### TASK OBJECTIVE:
Write each line of the listing below as one string in a JSON list, leaving out blank lines.

★ ★ ★ ★

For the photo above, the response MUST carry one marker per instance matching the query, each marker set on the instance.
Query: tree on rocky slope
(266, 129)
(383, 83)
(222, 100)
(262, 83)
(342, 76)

★ ★ ★ ★

### RESULT BELOW:
[
  "For the photo above, the response MUST carry one marker per instance matching the query, each marker set on the instance.",
  "Query: tree on rocky slope",
  "(266, 129)",
  "(383, 83)",
  "(222, 100)",
  "(262, 83)",
  "(342, 76)"
]